Alors qu’à Belém, les engagements creux se répètent, une pluralité de mouvements sociaux, indigènes et écologistes impulsent, depuis divers espaces de rencontre, un programme internationaliste contre l’extractivisme et pour la justice climatique.
Ca bouge à Belém. D’un côté, au sommet officiel qui s’est ouvert hier et au cours duquel, pendant deux semaines, les délégations des différents pays débattront de la possibilité d’avancer en matière d’atténuation, de financement et de mécanismes pour une transition juste. De l’autre, dans les différents forums et espaces de rencontre où des organisations et des collectifs sociaux venus du monde entier, et notamment d’Amérique latine, tentent ces jours-ci de revitaliser les alliances internationalistes pour faire face à l’offensive extractiviste mondiale.
En réalité, il ne faut pas attendre grand-chose du premier. Depuis trop longtemps, les COP sont devenues un rituel où défilent les principaux dirigeants du monde — et cette fois-ci, ceux des pays les plus polluants (Chine, États-Unis, Inde, Russie) n’y ont pas même participé — pour faire de solennelles déclarations d’intention et promouvoir de nouveaux mécanismes qui, une fois le rideau retombé, n’ont aucune traduction concrète ni en calendriers ni en en budgets.
« Nous ne voulons pas d’une superette vendant des produits idéologiques, nous voulons quelque chose de très sérieux et que les décisions soient mises en œuvre », a déclaré le président brésilien, reconnaissant l’inefficacité des sommets qui oscillent entre le « greenwashing » et le « business as usual ».

※ ※ ※

* Consignes de travail *
**a)** Pouvez-vous recopier les enregistrements depuis leur début jusqu'à la ligne contenant « 37, 806, 457, 1336 », cette ligne incluse, en omettant les images ?
**b)** Pouvez-vous poursuivre l'article sur la COP de Belém à partir de l'endroit où il s'arrête ?
L'article sur la COP de Belém et les enregistrements sont indépendants l'un de l'autre.

※ ※ ※

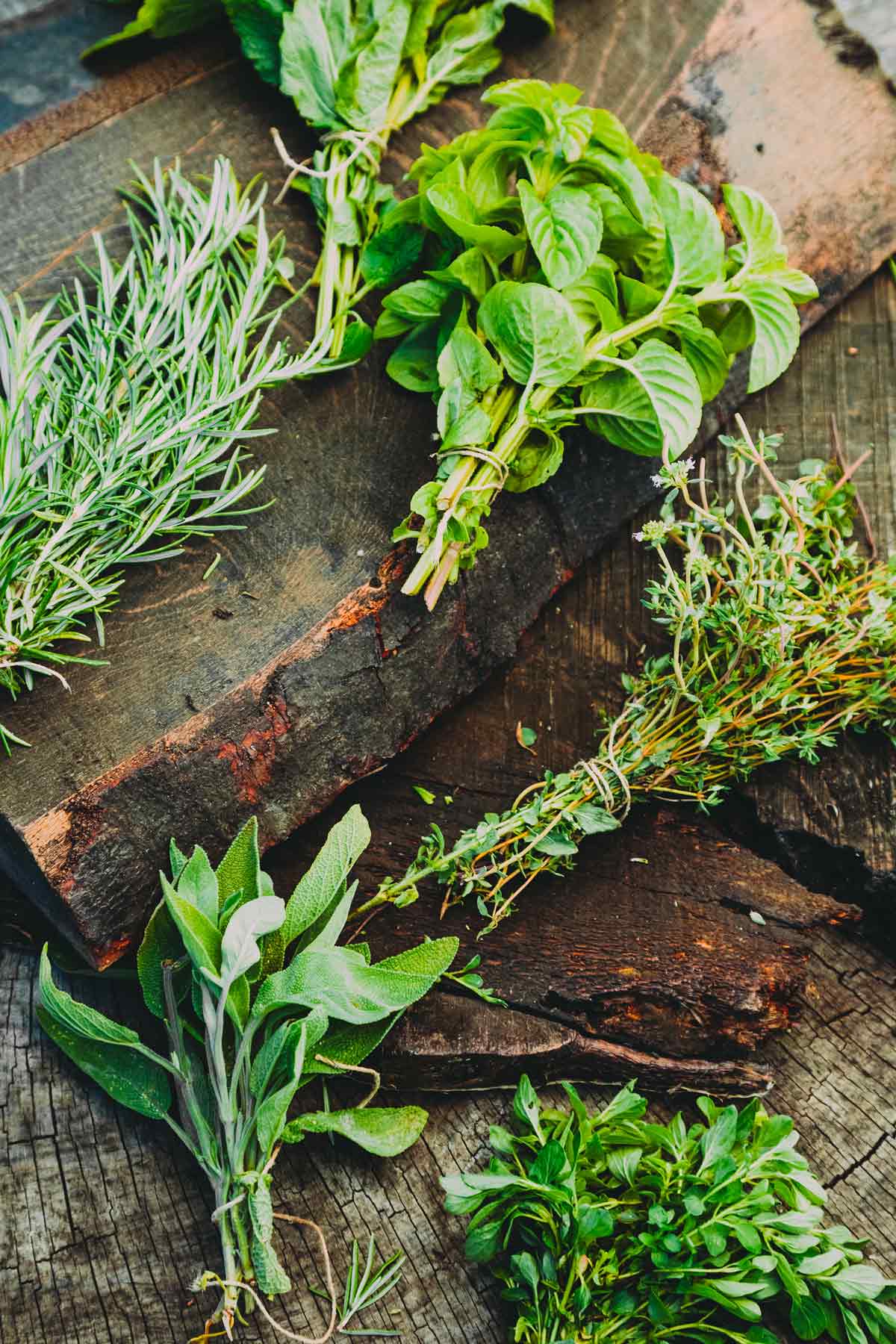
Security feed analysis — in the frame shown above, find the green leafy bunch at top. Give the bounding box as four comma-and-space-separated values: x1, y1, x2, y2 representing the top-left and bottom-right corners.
375, 79, 817, 606
90, 0, 553, 378
442, 1077, 896, 1344
37, 806, 457, 1336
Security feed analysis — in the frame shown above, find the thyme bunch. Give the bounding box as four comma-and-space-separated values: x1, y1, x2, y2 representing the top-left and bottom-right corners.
0, 158, 314, 751
370, 417, 896, 931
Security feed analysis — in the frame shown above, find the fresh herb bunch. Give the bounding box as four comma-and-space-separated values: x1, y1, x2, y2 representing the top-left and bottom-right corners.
361, 417, 896, 929
0, 158, 313, 751
442, 1077, 896, 1344
91, 0, 553, 378
37, 806, 457, 1337
375, 79, 817, 608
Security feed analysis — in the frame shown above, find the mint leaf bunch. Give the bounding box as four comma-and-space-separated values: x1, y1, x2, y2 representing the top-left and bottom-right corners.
367, 417, 896, 931
442, 1075, 896, 1344
37, 806, 458, 1337
375, 79, 817, 608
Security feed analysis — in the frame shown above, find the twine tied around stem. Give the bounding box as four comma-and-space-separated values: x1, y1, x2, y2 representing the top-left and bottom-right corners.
432, 444, 511, 494
270, 126, 390, 205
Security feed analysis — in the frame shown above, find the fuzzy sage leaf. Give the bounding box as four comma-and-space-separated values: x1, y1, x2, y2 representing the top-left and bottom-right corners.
37, 806, 457, 1334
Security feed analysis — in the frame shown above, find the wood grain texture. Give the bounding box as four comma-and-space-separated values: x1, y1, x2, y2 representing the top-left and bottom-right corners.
0, 931, 896, 1344
0, 239, 896, 1344
0, 0, 896, 964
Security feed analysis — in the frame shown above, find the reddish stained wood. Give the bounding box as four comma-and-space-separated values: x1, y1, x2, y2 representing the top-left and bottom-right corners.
0, 0, 896, 964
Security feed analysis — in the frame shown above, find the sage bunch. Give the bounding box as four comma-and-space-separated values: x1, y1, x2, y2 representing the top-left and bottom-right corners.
87, 0, 553, 378
363, 418, 896, 929
442, 1075, 896, 1344
37, 806, 457, 1339
0, 158, 313, 751
375, 79, 817, 608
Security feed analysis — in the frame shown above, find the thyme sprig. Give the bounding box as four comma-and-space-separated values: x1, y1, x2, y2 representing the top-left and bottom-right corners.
442, 1075, 896, 1344
370, 417, 896, 931
0, 158, 314, 751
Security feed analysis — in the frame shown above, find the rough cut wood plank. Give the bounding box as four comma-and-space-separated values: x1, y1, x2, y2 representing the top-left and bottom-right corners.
0, 244, 896, 1344
269, 795, 859, 1086
0, 0, 896, 962
0, 931, 896, 1344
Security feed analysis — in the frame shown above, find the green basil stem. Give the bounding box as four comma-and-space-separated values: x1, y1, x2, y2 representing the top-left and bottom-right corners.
402, 286, 682, 610
300, 71, 432, 373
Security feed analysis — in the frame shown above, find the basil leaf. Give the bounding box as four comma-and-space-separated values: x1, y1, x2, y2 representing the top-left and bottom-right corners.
224, 0, 289, 89
504, 426, 564, 494
279, 0, 348, 131
644, 173, 726, 289
697, 1106, 738, 1175
582, 339, 703, 457
517, 180, 603, 289
385, 323, 439, 393
82, 0, 222, 57
721, 183, 787, 270
478, 279, 585, 387
284, 1106, 429, 1157
438, 299, 501, 390
336, 0, 412, 131
664, 313, 731, 402
732, 279, 799, 393
358, 223, 423, 287
426, 183, 525, 264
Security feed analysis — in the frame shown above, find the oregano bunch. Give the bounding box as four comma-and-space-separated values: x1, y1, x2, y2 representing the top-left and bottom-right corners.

※ ※ ※

* Réponses *
**a)**
Security feed analysis — in the frame shown above, find the green leafy bunch at top. Give the bounding box as four comma-and-space-separated values: x1, y1, x2, y2 representing the top-left and bottom-right corners.
375, 79, 817, 606
90, 0, 553, 378
442, 1077, 896, 1344
37, 806, 457, 1336

**b)**
Dans le contresommet, cependant, il est permis de retrouver un regain d’espoir. Parallèlement à la COP 30 — on pourrait dire aussi en opposition au sommet officiel —, une multitude d’organisations et de mouvements indigènes, écologistes, syndicaux, féministes et anticapitalistes se sont réunis à Belém pour repenser leurs stratégies et relancer des instances internationales afin de renforcer les processus de lutte et de résistance. Après l’expérience du Forum social mondial et dans le but de surmonter les contradictions des gouvernements progressistes, l’objectif est de promouvoir des processus d’auto-organisation communautaires qui reconstruisent le tissu social et regardent au-delà des obligations permanentes envers l’État.
Les sommets des peuples
Les Sommets des peuples se tiennent depuis trente ans en marge des sommets sur le climat organisés par les Nations unies. Cette année, après trois éditions de la COP organisées dans des pays caractérisés par la criminalisation du droit de manifester et la persécution des militants et des organisations critiques à l’égard des gouvernements, les collectifs sociaux ont manifesté un regain d’intérêt pour ce forum. Le Cúpula dos Povos, à Belém, accueillera des représentants de plus de 1 200 organisations du monde entier, rassemblées autour d’un objectif : « Renforcer la mobilisation populaire et aller vers une convergence de programmes unifiés : socio-environnementaux, anti-patriarcaux, anticapitalistes, anticolonialistes, antiracistes et fondés sur les droits humains », peut-on lire dans le manifeste.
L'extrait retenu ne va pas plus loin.